■ **RECORDS FOR THE TASK**:
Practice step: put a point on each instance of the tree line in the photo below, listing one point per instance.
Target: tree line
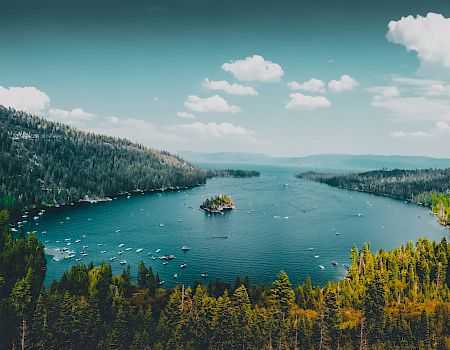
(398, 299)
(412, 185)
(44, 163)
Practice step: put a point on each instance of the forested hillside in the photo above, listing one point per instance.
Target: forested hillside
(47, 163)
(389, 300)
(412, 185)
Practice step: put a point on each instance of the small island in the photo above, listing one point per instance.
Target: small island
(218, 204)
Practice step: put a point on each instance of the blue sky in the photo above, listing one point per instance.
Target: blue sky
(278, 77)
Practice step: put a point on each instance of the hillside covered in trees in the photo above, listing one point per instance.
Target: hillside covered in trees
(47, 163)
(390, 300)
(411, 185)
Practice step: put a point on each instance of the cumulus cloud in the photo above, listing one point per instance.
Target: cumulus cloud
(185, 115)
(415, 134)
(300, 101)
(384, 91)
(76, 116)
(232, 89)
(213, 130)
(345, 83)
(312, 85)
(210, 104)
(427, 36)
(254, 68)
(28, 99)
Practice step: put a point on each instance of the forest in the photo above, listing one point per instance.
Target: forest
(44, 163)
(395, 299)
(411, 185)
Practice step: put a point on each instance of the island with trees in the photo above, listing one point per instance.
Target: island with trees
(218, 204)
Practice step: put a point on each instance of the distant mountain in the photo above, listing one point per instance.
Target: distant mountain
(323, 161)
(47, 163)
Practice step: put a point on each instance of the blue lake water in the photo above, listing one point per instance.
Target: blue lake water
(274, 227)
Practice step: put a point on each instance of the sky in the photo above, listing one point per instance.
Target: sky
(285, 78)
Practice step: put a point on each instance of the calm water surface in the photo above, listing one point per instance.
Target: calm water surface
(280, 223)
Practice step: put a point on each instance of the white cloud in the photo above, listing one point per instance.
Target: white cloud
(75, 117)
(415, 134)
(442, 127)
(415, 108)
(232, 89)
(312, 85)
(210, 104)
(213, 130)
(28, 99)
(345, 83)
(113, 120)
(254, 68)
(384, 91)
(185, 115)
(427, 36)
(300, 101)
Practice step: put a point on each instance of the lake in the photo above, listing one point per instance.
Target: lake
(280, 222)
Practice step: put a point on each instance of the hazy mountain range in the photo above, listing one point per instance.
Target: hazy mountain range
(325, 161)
...
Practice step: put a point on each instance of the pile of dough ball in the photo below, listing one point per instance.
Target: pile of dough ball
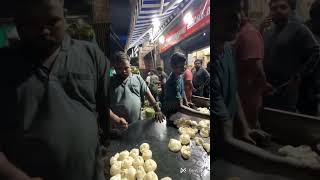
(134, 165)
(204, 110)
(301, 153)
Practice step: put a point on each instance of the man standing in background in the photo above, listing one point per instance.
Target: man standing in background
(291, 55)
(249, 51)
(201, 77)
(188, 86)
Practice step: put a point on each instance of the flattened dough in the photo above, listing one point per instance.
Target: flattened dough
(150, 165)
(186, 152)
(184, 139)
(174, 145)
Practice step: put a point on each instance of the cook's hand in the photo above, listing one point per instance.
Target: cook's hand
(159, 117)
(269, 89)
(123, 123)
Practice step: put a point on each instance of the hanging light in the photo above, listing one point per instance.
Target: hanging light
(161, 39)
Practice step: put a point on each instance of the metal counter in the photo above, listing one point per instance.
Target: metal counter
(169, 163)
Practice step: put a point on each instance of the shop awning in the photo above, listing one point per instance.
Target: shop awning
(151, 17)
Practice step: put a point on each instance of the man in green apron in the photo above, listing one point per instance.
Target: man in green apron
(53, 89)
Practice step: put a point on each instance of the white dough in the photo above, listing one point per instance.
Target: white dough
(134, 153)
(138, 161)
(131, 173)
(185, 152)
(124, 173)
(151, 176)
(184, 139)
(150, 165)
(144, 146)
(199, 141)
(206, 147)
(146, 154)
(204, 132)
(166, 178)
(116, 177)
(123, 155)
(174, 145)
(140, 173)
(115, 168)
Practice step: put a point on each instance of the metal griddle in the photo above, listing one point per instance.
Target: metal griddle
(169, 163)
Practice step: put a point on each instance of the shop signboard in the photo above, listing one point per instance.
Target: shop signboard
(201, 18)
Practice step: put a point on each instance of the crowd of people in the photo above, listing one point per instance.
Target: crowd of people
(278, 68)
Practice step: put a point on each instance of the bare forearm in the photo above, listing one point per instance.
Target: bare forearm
...
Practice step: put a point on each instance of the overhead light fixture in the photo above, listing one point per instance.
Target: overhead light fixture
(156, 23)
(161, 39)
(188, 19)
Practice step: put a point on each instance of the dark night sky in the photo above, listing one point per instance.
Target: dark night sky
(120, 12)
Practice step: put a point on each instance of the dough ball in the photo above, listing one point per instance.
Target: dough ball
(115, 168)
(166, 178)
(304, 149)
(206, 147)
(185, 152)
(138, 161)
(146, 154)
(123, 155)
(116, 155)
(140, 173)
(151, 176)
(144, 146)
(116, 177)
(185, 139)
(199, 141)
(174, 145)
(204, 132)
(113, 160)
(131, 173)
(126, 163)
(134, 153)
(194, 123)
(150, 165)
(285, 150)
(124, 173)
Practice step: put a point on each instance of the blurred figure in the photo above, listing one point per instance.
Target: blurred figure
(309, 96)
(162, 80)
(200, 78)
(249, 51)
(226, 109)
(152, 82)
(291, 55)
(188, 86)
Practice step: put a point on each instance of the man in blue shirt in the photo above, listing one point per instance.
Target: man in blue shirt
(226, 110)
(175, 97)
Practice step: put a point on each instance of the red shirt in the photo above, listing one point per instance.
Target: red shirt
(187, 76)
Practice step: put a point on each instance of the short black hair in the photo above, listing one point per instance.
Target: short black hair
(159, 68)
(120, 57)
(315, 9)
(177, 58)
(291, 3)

■ **WHAT IS EXPECTED**: From the records above, reproduce exactly the lines from the one with "the shop awning" to the one with "the white dough", both included, and no others.

■ **RESULT OF THIS TASK**:
Practice step: put a point on each instance of the shop awning in the photo above, listing one point per instance.
Target: shop awning
(151, 17)
Practice step: put a point on each instance of the man in green apron in the photo above, listing one point per instance.
Target: man in green apron
(53, 89)
Practice step: put a point on each instance of the white dough in the photo above, listing one point per instance.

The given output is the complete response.